- Given task: Which lines of the records contain the word "grass"? Copy each of them.

Records:
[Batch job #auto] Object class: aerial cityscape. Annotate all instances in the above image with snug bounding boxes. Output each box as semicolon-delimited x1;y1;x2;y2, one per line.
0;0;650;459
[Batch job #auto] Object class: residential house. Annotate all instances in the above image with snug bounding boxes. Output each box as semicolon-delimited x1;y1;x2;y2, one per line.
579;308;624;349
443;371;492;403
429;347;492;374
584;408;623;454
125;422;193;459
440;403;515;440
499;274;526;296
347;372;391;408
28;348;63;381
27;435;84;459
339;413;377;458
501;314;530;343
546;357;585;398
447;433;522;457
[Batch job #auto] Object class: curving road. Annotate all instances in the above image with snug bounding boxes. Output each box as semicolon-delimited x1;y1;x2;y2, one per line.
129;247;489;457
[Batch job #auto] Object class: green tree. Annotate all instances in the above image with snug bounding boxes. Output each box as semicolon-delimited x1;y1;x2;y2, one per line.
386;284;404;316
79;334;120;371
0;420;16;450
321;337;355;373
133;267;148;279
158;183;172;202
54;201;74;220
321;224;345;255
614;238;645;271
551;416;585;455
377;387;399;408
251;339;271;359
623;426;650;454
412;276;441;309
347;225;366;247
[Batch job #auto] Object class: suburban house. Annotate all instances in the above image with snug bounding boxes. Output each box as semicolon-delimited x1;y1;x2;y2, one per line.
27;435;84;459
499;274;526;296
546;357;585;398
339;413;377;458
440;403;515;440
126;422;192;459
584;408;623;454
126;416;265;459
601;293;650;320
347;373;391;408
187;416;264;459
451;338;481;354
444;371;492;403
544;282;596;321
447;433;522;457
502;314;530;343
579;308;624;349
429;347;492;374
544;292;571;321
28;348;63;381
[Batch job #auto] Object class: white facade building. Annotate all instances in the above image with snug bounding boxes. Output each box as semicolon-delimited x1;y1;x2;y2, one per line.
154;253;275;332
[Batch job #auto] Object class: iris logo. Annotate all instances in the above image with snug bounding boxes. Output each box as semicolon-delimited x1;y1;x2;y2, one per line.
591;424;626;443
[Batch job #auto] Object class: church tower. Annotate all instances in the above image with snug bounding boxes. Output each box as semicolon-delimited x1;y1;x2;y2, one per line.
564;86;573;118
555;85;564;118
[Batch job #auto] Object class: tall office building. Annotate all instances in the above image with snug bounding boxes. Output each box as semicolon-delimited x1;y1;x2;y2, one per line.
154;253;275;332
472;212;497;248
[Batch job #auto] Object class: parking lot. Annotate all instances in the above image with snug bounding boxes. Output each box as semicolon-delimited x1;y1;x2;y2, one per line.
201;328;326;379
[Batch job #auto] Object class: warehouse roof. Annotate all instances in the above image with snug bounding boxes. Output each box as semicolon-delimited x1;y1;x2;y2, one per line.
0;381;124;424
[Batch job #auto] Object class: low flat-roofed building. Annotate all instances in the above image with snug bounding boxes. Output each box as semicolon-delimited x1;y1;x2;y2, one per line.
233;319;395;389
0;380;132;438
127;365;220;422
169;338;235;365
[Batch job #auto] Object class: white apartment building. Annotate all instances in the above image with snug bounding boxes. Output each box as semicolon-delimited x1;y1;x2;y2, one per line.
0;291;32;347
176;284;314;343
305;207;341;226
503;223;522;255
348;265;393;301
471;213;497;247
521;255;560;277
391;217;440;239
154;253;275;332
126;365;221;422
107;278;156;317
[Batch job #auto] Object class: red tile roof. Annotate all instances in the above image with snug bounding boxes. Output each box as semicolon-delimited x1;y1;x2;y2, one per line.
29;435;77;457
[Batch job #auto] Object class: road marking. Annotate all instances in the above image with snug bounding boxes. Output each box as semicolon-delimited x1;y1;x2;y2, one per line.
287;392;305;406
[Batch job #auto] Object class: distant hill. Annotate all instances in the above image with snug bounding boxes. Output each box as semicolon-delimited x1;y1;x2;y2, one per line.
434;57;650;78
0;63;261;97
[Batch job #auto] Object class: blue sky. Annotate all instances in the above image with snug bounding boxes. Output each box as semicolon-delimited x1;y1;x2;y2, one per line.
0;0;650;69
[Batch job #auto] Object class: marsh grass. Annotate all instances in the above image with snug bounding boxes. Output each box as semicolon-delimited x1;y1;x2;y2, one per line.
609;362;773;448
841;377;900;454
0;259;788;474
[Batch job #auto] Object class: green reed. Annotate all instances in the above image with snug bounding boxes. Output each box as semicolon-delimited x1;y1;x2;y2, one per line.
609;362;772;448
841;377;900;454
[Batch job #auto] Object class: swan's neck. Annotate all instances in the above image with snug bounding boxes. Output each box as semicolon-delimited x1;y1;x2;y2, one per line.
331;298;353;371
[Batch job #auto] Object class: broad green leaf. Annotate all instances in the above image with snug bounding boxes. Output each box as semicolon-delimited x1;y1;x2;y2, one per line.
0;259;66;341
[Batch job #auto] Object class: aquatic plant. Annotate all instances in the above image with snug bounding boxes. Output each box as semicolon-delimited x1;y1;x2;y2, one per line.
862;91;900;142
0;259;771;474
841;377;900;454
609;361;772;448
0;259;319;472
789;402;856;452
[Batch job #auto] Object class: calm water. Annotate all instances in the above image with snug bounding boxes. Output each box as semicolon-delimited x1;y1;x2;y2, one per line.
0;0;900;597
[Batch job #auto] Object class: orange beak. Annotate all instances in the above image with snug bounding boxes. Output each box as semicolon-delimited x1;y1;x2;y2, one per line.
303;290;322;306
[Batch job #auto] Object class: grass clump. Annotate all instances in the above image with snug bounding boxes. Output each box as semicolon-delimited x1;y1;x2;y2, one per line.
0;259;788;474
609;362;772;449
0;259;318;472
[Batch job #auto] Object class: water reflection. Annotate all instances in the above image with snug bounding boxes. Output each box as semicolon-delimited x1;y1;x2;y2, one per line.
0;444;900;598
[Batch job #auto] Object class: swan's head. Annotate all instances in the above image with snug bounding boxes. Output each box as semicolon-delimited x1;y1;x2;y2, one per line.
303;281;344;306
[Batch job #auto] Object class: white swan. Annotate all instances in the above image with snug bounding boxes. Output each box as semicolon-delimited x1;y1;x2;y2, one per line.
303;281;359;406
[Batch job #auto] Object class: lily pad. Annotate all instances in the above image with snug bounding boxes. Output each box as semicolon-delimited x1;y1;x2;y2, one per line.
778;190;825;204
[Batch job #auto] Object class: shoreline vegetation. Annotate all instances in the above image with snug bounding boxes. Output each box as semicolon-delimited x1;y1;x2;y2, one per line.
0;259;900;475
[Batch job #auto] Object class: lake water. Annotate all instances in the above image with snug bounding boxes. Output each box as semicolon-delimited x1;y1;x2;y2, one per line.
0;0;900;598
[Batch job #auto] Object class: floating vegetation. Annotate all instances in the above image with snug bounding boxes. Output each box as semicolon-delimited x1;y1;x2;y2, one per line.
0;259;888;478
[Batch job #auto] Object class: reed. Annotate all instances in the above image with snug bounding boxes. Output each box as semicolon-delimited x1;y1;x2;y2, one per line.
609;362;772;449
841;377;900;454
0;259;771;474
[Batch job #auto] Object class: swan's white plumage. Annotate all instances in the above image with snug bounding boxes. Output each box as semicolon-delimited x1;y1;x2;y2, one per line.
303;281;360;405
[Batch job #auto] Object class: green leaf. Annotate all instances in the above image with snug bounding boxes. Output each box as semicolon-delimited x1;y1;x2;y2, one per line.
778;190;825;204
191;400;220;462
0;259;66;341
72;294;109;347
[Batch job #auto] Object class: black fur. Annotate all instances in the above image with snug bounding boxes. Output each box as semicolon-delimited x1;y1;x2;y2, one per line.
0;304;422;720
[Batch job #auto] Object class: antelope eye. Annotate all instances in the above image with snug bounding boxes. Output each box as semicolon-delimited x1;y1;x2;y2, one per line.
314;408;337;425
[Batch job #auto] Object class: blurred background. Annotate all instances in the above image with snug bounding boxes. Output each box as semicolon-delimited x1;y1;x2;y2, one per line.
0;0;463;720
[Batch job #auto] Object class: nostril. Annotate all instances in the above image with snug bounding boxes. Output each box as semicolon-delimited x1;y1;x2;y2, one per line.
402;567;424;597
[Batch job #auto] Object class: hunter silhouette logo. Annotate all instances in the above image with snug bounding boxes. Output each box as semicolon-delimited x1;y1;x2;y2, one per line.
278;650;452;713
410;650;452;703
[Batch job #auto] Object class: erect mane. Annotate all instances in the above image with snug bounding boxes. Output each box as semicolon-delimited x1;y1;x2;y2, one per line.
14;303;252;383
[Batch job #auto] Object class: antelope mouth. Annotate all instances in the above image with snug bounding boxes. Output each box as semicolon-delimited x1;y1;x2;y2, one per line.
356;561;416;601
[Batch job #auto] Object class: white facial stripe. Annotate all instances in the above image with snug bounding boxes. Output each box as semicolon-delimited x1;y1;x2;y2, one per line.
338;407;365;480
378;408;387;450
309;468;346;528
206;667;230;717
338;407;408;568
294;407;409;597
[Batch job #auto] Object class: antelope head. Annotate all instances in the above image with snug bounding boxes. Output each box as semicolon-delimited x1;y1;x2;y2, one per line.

- Solution below:
[Batch job #auto] Object class: marsh grass. Annotate all instances in the above image with snug bounding boxes. Output each box as semicolon-delimited x1;y1;x2;y2, one per line.
[Batch job #auto] Object class: grass clump. Annotate all instances in the above image with snug bounding boxes. Output each box as semicolon-delimited x1;y1;x2;y2, one per line.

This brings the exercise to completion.